# Required actions
a) From the Jesenje entry below, reproduce the passage that begins at the words "- Jesenje Location" and stops after "Population (2021)".
b) List every year mentioned in the Jesenje entry below.
c) Using the Jesenje entry below, answer these questions:
(i) In which county is Jesenje located?
(ii) Who is the mayor?
(iii) Which parish did Jesenje belong to until 1785?

# Text provided
..........
- Jesenje Location within Croatia
- Coordinates: 46°12′0″N 15°53′24″E﻿ / ﻿46.20000°N 15.89000°E
- Country: Croatia
- County: Krapina-Zagorje

Government
- • Mayor: Dario Cvrtila (HDZ)

Area
- • Total: 24.5 km^{2} (9.5 sq mi)

Population (2021)
- • Total: 1,371
- • Density: 56.0/km^{2} (145/sq mi)
- Time zone: UTC+1 (CET)
- • Summer (DST): UTC+2 (CEST)
- Website: jesenje.hr

= Jesenje =

Jesenje is a municipality in the Krapina-Zagorje County in Croatia.

==History==

From the first mention of the parish of Jesenje in 1328, it belonged to the parish of Radoboj until 1785.
..........
# Provided information
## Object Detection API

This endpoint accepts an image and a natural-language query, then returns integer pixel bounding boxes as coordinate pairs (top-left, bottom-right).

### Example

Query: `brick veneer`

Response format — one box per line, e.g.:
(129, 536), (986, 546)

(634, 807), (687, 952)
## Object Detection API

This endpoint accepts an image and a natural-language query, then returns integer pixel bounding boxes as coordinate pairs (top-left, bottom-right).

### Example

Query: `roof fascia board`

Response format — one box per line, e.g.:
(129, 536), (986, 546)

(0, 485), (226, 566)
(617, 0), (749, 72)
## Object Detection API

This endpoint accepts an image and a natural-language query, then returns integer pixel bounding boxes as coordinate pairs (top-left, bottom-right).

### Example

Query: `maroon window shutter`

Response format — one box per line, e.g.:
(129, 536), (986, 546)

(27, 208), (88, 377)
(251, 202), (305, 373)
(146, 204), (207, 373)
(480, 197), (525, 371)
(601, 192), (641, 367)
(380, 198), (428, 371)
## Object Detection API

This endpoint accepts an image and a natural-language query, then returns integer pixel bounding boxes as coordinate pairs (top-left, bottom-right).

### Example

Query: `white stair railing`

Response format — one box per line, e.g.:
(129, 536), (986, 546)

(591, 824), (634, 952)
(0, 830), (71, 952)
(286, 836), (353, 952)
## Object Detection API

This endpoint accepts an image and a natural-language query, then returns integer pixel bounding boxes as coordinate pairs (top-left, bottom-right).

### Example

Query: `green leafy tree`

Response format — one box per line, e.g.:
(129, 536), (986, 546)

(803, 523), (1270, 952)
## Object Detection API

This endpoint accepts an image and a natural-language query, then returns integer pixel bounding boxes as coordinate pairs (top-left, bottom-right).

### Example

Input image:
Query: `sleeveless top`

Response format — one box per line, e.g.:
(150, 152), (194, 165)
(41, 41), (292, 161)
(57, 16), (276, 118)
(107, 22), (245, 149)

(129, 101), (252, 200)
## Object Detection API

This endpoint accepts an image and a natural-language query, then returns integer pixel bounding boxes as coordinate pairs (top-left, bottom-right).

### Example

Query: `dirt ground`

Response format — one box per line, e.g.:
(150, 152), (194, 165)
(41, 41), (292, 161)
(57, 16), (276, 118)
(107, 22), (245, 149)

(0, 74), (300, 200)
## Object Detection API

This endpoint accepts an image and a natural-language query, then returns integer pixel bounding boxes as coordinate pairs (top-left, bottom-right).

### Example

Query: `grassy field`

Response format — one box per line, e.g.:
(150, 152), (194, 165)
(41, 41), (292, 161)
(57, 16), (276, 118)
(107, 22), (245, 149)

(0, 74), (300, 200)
..........
# Answers to the problems
a)
- Jesenje Location within Croatia
- Coordinates: 46°12′0″N 15°53′24″E﻿ / ﻿46.20000°N 15.89000°E
- Country: Croatia
- County: Krapina-Zagorje

Government
- • Mayor: Dario Cvrtila (HDZ)

Area
- • Total: 24.5 km^{2} (9.5 sq mi)

Population (2021)

b) 2021, 1328, 1785

c)
(i) Krapina-Zagorje County
(ii) Dario Cvrtila (HDZ)
(iii) The parish of Radoboj